◆ **Page text**
►
It disrupted a democratic tradition that this country had adhered to steadfastly since its independence half a century ago. Mauritians used to be quite proud of their untarnished democratic credentials.

Concern about governance has not just distracted attention from other burning issues, including economic performance. The lack of it – and the prevailing sense of entitlement in the political/administrative/legal nomenklatura that has spawned contempt for due process, transparency, and democratic accountability – are at the very heart of our bad performance in so many metrics where we were previously ahead of the pack.

* What about the statistics? What do they tell us?

The statistics tell their own story. If we round figures and take 2014, the year Labour left office, as our reference point, we can discern the sorry trajectory fairly easily without getting bogged down in too many details.

GDP per capita was Rs 311,000 and ended 2021 at an estimated Rs 362,000 after a precipitous fall the year before. National GDP rose from Rs 392 billion to Rs 462 billion.

Gross Domestic Savings fell from Rs 41.6 billion in 2014 to Rs 35.4 billion in 2020 and, at Rs 41.5 billion in 2021, have barely recovered to their 2014 level.

Gross Domestic Fixed Capital Formation, roughly national investment, which had shot up by 26% in 2020 – turbocharged by the pharaonic Covid-defying malinvestment in the not-fit-for-purpose metro line and the egregiously wasteful Cote d’Or sports complex, which is itself reportedly about to be dwarfed by an even more spectacular high-rise World Trade Centre – has retreated to a more affordable level of just below 20% of GDP.

Private sector investment is yet to recover to its 2019 level, and this despite massive injections of public money via the MIC pumping machine which has drained public resources upwards to the super-rich in a flood of such proportions that it easily reverses the effects of years of trickle-down.

Throughout this sorry saga, if we strip out the left-leaning verbiage in much official discourse, and relying on the legacy that is likely to be left behind, we have little to comfort us about the way ahead. The metro and the sports complex, to name only these two, are not boosting our job creation or growth potential. If anything, they are dragging us down as they are millstones round the neck of future taxpayers who must fork out to service the burdensome debt and maintenance costs of these projects.

Where shall we be by 2025? I am afraid it’ll probably be a worse place than where we find ourselves today if this regime doesn’t mend its ways and is allowed to continue unchecked. The question is whether we want to be there; and if not, what we are prepared to do about it.

* The Government voted for a Rs147bn Covid-19 war chest – the fourth largest in the world, it would seem – and has already spent dozens of billions to date with a view to, as stated by the Finance minister, saving jobs and distressed companies. Whether this money has been well spent or not and whether this will help revive the economy to pre-pandemic levels remain to be seen. What do you think?

The pandemic created a state of emergency and governments across the world, irrespective of their political persuasion, all stepped in to prop up their collapsing economies while combating the health and sanitary crisis. That’s what governments are meant to do, in exceptional circumstances.
◄
◆ **What is being asked**
Answer these questions using the text on Mauritius's economy:
1. Which year serves as the reference point for the statistics?
2. What was Gross Domestic Savings in 2020?
3. How large was the Covid-19 war chest that the Government voted for?

◆ **Available data**
►
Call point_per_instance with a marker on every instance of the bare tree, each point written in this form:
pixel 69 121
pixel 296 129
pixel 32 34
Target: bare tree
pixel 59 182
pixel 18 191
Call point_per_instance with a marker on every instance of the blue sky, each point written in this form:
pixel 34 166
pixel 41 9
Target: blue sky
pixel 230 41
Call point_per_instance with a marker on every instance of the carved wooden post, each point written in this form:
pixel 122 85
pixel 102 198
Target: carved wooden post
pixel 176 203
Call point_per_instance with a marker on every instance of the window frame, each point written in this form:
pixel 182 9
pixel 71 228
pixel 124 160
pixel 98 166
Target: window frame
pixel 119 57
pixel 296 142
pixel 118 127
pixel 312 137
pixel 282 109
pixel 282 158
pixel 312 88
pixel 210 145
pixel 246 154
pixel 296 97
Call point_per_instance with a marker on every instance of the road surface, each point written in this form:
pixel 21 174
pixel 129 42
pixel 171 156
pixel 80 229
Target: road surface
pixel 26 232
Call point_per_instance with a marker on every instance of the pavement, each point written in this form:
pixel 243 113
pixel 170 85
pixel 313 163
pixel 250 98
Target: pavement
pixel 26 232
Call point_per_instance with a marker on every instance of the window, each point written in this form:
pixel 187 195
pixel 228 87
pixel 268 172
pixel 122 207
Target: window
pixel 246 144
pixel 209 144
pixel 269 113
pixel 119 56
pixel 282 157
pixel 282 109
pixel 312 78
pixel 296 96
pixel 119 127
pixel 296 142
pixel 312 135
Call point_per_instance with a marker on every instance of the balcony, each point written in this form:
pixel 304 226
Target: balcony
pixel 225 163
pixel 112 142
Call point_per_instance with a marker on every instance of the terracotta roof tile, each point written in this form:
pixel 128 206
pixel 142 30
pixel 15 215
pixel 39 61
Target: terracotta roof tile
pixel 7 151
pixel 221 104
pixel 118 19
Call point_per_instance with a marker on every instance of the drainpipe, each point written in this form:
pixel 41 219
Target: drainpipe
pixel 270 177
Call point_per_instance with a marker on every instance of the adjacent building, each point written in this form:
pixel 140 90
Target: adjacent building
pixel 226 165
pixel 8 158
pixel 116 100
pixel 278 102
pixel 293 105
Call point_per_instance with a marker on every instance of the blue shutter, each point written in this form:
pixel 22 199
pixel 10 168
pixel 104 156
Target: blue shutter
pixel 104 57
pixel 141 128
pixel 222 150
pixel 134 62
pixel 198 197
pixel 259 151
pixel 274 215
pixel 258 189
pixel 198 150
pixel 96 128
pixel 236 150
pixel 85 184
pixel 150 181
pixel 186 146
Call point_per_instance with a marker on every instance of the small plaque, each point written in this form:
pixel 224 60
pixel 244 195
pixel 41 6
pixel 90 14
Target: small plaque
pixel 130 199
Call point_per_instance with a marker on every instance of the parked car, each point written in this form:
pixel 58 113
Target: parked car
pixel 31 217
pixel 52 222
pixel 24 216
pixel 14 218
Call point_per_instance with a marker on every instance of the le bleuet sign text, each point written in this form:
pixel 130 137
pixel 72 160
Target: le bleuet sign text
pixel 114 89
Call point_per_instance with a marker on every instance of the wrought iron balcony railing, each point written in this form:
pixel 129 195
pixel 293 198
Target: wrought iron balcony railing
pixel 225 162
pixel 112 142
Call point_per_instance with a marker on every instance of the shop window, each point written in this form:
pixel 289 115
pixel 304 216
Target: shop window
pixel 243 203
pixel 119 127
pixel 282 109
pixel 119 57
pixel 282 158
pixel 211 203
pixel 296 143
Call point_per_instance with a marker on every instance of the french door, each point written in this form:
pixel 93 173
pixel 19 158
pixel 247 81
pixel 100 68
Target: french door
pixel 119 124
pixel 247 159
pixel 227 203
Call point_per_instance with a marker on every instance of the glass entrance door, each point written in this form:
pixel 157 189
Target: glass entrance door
◄
◆ **Response to this task**
1. 2014, the year Labour left office.
2. Rs 35.4 billion.
3. Rs147bn.